__DO THIS__
Count the lines in the records below that contain the string "background" with case taken into account. Give only the number.

__EXTRACTED DATA__
•••••
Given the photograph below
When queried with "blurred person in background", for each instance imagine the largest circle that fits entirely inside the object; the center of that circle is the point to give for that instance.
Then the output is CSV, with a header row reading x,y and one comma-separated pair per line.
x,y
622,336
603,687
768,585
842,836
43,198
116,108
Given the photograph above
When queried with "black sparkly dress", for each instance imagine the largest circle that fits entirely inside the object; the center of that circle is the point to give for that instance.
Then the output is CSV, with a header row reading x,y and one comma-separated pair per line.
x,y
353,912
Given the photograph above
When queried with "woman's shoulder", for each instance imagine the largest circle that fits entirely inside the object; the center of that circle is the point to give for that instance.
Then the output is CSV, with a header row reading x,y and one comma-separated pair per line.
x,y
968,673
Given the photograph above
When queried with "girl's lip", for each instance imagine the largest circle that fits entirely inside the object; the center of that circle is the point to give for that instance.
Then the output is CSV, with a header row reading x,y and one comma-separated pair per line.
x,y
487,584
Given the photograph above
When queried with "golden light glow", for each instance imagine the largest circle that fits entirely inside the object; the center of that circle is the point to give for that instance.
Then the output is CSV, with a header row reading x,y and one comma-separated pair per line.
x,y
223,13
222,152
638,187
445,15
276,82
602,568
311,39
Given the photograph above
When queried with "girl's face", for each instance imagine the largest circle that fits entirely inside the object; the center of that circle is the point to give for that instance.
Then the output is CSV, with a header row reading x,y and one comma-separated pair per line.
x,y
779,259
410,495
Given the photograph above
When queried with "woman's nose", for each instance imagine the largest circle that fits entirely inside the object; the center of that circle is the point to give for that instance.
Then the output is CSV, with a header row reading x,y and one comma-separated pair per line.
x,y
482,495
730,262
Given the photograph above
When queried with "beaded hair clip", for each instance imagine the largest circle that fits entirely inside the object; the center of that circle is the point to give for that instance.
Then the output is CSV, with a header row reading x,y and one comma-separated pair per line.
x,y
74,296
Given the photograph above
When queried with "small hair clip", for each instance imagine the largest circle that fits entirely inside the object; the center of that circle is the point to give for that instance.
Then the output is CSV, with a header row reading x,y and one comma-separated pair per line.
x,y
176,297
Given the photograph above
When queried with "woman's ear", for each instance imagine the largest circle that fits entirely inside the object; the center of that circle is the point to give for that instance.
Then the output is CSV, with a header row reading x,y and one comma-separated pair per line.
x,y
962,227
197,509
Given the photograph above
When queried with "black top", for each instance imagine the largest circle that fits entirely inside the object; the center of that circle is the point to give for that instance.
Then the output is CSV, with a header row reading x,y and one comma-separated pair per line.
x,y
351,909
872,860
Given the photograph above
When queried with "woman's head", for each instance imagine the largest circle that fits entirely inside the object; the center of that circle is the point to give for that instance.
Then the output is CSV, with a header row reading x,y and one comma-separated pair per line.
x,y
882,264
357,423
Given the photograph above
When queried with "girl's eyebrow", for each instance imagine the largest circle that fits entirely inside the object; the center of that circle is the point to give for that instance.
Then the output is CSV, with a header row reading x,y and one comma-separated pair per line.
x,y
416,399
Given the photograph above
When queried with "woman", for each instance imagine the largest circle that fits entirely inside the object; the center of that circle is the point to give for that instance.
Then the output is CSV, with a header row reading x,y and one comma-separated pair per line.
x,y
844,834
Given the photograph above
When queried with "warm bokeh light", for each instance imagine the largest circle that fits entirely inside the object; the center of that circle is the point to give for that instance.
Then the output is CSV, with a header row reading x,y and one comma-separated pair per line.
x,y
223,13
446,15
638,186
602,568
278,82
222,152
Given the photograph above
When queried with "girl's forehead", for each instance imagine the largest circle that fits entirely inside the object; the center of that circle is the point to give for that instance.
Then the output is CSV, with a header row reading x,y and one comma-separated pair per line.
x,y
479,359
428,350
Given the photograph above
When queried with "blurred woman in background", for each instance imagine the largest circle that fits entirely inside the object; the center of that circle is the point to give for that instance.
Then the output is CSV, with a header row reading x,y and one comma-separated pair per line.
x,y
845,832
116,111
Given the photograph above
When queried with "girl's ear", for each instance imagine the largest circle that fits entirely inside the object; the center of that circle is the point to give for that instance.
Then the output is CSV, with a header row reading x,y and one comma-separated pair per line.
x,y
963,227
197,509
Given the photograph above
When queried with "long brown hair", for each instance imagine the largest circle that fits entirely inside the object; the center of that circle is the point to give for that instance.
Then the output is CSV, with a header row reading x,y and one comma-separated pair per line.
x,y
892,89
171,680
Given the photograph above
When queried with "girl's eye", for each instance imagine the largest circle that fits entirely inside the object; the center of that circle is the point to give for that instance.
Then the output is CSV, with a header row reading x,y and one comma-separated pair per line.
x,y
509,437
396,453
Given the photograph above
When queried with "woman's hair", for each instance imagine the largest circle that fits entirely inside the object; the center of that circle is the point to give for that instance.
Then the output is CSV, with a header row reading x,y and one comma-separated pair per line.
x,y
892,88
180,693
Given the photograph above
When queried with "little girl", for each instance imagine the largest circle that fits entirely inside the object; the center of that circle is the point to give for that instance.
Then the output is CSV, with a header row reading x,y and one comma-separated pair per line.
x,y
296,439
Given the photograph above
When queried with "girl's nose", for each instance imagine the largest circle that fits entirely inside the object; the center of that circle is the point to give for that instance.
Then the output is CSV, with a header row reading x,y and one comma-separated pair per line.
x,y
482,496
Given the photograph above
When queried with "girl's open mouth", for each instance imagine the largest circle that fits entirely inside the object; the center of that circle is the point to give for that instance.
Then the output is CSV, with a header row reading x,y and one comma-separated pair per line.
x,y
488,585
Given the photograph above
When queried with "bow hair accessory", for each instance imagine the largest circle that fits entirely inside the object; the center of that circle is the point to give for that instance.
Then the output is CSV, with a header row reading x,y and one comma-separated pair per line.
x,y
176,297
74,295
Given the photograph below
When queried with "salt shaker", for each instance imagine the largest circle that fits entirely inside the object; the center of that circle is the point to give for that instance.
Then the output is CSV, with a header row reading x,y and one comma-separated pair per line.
•••••
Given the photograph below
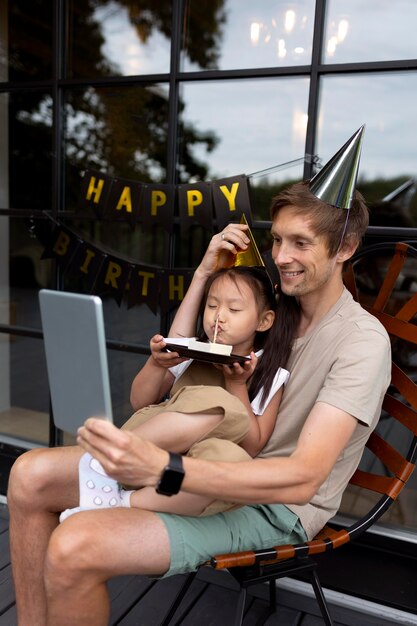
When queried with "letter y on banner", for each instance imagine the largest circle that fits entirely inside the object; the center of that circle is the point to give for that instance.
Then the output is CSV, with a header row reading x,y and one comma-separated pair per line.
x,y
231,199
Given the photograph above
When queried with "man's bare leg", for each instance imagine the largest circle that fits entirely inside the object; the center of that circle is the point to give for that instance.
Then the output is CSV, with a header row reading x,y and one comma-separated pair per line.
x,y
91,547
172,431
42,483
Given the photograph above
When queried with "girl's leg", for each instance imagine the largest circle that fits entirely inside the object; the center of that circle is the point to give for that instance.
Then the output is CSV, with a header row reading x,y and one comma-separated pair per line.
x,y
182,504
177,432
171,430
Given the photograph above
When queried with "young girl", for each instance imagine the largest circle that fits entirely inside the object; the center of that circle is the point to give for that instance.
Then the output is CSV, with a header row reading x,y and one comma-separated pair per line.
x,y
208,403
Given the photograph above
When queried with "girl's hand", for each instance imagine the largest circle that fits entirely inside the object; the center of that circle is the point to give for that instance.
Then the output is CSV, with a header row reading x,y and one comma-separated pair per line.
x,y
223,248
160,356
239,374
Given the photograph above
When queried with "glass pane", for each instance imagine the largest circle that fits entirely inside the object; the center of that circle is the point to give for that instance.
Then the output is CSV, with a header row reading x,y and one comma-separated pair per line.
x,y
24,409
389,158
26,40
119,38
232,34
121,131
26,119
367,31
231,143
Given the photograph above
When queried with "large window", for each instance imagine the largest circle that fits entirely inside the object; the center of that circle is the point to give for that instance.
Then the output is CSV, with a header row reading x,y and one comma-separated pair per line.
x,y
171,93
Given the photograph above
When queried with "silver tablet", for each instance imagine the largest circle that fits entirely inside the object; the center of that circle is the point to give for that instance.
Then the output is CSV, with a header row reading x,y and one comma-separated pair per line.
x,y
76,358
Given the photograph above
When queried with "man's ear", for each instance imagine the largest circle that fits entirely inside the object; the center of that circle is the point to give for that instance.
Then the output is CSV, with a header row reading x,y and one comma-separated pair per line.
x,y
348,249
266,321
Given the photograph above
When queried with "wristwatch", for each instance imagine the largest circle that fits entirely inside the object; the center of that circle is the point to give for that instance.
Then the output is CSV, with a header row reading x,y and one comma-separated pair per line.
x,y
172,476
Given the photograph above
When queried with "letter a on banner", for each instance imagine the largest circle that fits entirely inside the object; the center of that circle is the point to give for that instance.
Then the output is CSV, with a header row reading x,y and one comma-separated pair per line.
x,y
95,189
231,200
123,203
•••••
__FINAL RESULT__
2